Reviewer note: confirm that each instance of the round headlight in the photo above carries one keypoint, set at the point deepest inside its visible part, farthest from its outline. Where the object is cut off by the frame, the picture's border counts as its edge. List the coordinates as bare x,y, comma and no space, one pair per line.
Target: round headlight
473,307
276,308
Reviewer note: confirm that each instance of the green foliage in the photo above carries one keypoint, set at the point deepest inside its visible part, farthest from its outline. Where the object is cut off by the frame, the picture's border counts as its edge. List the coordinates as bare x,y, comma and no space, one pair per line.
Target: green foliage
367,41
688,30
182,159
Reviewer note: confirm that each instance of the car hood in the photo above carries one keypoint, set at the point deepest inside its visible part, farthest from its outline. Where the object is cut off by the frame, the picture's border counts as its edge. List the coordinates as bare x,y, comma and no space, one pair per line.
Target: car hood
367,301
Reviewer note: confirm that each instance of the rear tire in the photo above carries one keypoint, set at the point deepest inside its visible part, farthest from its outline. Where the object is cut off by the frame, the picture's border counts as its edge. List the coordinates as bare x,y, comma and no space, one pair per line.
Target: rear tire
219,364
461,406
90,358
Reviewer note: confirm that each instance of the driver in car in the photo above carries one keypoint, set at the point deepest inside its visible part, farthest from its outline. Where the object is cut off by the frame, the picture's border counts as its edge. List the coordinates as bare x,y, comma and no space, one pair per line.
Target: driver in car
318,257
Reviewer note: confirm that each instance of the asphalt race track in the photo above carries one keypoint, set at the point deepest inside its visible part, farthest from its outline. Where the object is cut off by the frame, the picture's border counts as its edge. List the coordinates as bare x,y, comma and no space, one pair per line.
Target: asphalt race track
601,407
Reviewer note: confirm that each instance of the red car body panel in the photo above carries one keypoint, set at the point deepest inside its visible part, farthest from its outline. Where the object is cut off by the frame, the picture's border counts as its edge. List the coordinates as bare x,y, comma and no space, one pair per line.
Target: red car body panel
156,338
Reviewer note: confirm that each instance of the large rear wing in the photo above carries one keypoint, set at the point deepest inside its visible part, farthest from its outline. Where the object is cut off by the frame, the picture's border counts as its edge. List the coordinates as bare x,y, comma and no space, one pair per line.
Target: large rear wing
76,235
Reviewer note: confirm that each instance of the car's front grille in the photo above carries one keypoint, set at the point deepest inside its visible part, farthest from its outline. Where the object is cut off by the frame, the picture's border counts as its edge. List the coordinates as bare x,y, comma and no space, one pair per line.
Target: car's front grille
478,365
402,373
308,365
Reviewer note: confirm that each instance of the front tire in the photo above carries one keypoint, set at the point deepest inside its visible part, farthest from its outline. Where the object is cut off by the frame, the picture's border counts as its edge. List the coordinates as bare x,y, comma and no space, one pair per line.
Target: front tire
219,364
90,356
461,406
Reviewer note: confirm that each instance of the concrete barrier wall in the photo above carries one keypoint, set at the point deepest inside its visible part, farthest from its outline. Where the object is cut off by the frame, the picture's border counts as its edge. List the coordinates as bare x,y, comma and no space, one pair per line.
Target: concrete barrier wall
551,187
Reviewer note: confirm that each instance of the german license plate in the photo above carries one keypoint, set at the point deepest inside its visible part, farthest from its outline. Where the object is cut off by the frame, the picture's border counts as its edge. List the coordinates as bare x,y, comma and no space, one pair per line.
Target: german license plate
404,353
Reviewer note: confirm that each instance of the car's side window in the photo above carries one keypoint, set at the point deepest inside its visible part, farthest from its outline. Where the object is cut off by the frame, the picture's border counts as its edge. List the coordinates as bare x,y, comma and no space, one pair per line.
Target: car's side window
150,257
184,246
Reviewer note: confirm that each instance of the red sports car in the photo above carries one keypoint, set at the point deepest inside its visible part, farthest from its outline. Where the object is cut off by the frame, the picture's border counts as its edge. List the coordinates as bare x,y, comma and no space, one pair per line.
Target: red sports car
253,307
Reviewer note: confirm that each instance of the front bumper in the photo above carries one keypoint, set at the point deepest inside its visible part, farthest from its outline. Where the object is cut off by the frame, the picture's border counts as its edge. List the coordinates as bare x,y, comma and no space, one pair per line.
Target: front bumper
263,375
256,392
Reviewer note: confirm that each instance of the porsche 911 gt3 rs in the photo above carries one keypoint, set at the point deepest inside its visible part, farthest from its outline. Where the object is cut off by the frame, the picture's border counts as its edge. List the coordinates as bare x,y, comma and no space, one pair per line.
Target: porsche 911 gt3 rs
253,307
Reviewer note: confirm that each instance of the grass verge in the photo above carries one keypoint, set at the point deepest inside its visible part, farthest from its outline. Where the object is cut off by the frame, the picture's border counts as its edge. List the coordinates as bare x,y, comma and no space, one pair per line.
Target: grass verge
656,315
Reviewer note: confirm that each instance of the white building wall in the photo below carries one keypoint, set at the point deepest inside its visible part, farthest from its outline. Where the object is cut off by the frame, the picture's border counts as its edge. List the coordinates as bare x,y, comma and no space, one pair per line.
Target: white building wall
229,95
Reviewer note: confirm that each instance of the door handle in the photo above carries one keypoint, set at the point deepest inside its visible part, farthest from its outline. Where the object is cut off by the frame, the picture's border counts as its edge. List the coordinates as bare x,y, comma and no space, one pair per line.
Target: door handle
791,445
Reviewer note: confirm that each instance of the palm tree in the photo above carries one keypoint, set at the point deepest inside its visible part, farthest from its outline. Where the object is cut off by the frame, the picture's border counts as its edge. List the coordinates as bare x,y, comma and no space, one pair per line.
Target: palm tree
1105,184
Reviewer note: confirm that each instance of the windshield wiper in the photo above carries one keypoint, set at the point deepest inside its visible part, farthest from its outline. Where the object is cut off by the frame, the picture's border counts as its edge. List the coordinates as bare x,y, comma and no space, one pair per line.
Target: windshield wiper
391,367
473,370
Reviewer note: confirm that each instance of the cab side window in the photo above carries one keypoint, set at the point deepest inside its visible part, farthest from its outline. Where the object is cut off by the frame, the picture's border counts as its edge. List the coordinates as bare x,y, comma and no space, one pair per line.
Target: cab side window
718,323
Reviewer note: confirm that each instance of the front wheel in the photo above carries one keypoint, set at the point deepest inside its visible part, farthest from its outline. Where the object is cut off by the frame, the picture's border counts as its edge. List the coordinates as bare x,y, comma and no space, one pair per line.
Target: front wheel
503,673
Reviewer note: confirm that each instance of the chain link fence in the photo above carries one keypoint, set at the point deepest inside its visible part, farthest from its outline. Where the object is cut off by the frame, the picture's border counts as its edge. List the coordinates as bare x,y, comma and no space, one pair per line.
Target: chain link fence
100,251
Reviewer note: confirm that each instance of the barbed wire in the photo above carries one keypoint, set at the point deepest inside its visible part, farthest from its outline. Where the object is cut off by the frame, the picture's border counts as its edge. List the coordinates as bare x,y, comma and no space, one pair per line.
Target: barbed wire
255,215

**Exercise details**
Return all data verbatim.

**Response to the task**
Reviewer note: confirm that each instance of the round headlight in the photo above carries one keypoint, set at the point deepest inside its visible part, farthest from its outline. Where the object is cut off by the frame, the picture's border counts as its edge. List the coordinates as bare x,y, comma and no space, one pair per line.
Target: round headlight
473,307
276,308
Reviewer note: confirm that each instance of the green foliage in the photo above carries one keypoint, set at the point deepest inside its visible part, farthest from its outline. Where the object is cut off by the frame, the picture's border counts as its edge. List the coordinates as bare x,y, comma and no space, one pair per line.
Target: green foliage
367,41
688,30
182,159
Reviewer note: confirm that each instance of the car hood in the photo above carries one keypoint, set at the point deepest inside its visible part, farthest from its outline. Where the object is cut off by the frame, the picture's border counts as its edge. List the coordinates as bare x,y, comma and no space, one pair per line.
Target: car hood
367,301
Reviewer note: confirm that each instance of the rear tire in the photo above carries one keypoint, set at the point deepest inside its visible part, farthest from its outline. Where the object is cut off by the frame, the picture's border counts as its edge. List the coordinates as bare x,y, comma and no space, one pair per line.
Target: rear tire
219,364
461,406
90,358
Reviewer note: confirm that each instance of the driver in car in the photo above carries one keypoint, set at the point deepest inside its visible part, farthest from its outline. Where the object is cut off by the frame, the picture's border counts as its edge. List the coordinates as bare x,y, comma and no space, one pair per line.
Target: driver in car
318,257
Reviewer note: confirm that each instance of the asphalt race track in the photo above carries one keypoint, set at the point deepest inside its visible part, farthest from its outline. Where the object is cut off by the frame, the picture's border counts as its edge. List the coordinates as bare x,y, comma and no space, one pair per line.
Target: asphalt race track
601,407
Reviewer note: confirm that each instance of the red car body panel in the photo above carries one keypoint, set at the point deepest inside its visible part, farthest from its outline. Where the object is cut off by the frame, the picture's border counts as its edge. List the coordinates as bare x,y, comma and no space, one pair per line.
Target: red car body panel
156,338
Reviewer note: confirm that each instance of the large rear wing in the photo above carries one keypoint, set at the point deepest inside its visible part, farthest from its outline. Where the object is cut off by the frame, the picture's border counts as its edge. List the coordinates as bare x,y, comma and no space, one pair per line.
Target: large rear wing
76,235
Reviewer note: confirm that each instance of the car's front grille in the photo above carries one keypoint, set at the point deepest inside its visible part, farthest from its outline. Where the object is cut off by the frame, the picture's border counts as its edge. List the coordinates as bare x,y, comma and no space, one pair per line.
Target: car's front grille
478,365
402,373
308,365
Reviewer note: confirm that each instance of the front tire in the photo above carries one keypoint, set at the point deepest inside its visible part, farthest from its outline. Where the object is cut off by the frame, the picture's border counts as its edge. List the coordinates as bare x,y, comma and no space, one pair per line.
Target: front tire
219,364
90,356
461,406
Reviewer note: confirm that each instance of the concrete barrier wall in the photo above carries one keypoint, set at the point deepest inside its visible part, farthest from its outline. Where the object is cut off by the frame, the picture's border counts as its edge. List the coordinates as bare x,y, comma and no space, one pair per line.
Target: concrete barrier wall
551,187
Reviewer note: confirm that each instance of the german license plate in the photo above carries one keypoint, set at the point deepest inside its visible part, farthest from its outline. Where the object is cut off by the frame, the picture's border counts as its edge. List the coordinates as bare x,y, comma and no space, one pair per line.
Target: german license plate
404,353
Reviewer note: confirm that each instance of the car's side window in the photo above carries one keypoint, set at the point deepest inside its visible part, farthest from its outline. Where the object is cut off by the frame, the picture's border counts as its edge. List the coordinates as bare x,y, comma and no space, one pair per line.
Target: car's side window
150,257
184,246
Reviewer note: confirm that each instance of the red sports car in the photo above carries one keypoint, set at the point deepest inside its visible part, farthest from its outline. Where the object is cut off by the frame, the picture's border counts as its edge. List the coordinates as bare x,y, comma and no space, one pair per line.
Target: red sports car
253,307
Reviewer note: confirm that each instance of the front bumper in the photo above carries one keypoint, set at the point deepest inside its visible part, farthest from its outline. Where the object is cut off by the frame, the picture's border counts as its edge. List the coordinates as bare x,y, comma and no space, one pair per line.
Target: front bumper
263,375
256,392
Reviewer note: confirm that each instance of the porsche 911 gt3 rs in the photo above carries one keypoint, set at the point deepest inside its visible part, farthest from its outline. Where the object is cut off by the frame, the picture's border counts as its edge. List the coordinates as bare x,y, comma and no space, one pair per line.
Target: porsche 911 gt3 rs
253,307
Reviewer note: confirm that each instance of the grass verge in the photo above carries one keypoint, set at the point deepest inside its visible part, farthest from its outline. Where the object is cut off by the frame, the picture's border counts as its edge. List the coordinates as bare x,y, comma and no space, one pair per line.
Target: grass verge
656,315
Reviewer note: confirm that each instance of the white building wall in the photo below carries one keypoint, set at the point deepest inside its visible part, farthest from its outline. Where the object is cut off by the frame, the picture's border counts as its edge. List the coordinates as bare x,y, comma and no space, one pair per line.
Target: white building wall
229,95
Reviewer note: confirm that each instance of the door handle in the photo above carries one keypoint, set at the point deepest inside its visible part, farthest from its outline. Where the object is cut off by the frame, the picture's border counts as its edge. List the coordinates as bare x,y, comma and no space, one pair per line.
Target: door handle
791,445
Reviewer note: confirm that each instance of the palm tree in the photo above carries one keypoint, set at the point deepest inside its visible part, farthest from its outline. Where the object is cut off by the frame, the picture's border counts as its edge. List the coordinates as bare x,y, comma and no space, one pair per line.
Target: palm tree
1105,184
Reviewer note: confirm that each instance of the windshield wiper in the photo above carries one keypoint, set at the point deepest inside its visible part, farthest from its outline. Where the object is cut off by the frame, the picture's border counts as its edge. List the coordinates as bare x,y, comma and no space, one pair per line.
Target: windshield wiper
391,367
473,370
Reviewer note: confirm that each instance of the cab side window in the photo above carries one keypoint, set at the point deepest inside its visible part, farthest from its outline. Where the object is cut off by the frame, the picture's border counts as its edge. List the coordinates as bare x,y, comma and no space, one pair per line.
Target: cab side window
718,323
Reviewer note: confirm that each instance of the front wheel in the photo above carries one keypoint, set at the point deepest inside its visible part, farthest from its outline. Where the object is cut off by the frame, the picture's border counts as its edge. List the coordinates as bare x,y, comma and no space, one pair per line.
Target: front wheel
503,673
Reviewer note: confirm that each instance of the chain link fence in the photo above carries one keypoint, set at the point deepest inside its visible part, farthest from its outline. Where the object is cut off by the frame, the picture's border counts as its edge. List the coordinates as bare x,y, comma and no space, one pair per line.
Target: chain link fence
100,251
Reviewer note: confirm that each instance of the barbed wire in the photo above carries one keypoint, set at the point deepest inside its visible part, farthest from its outline. Where the object is cut off by the frame, the picture's border counts as its edge. List the coordinates as bare x,y, comma and no space, one pair per line.
Target: barbed wire
255,215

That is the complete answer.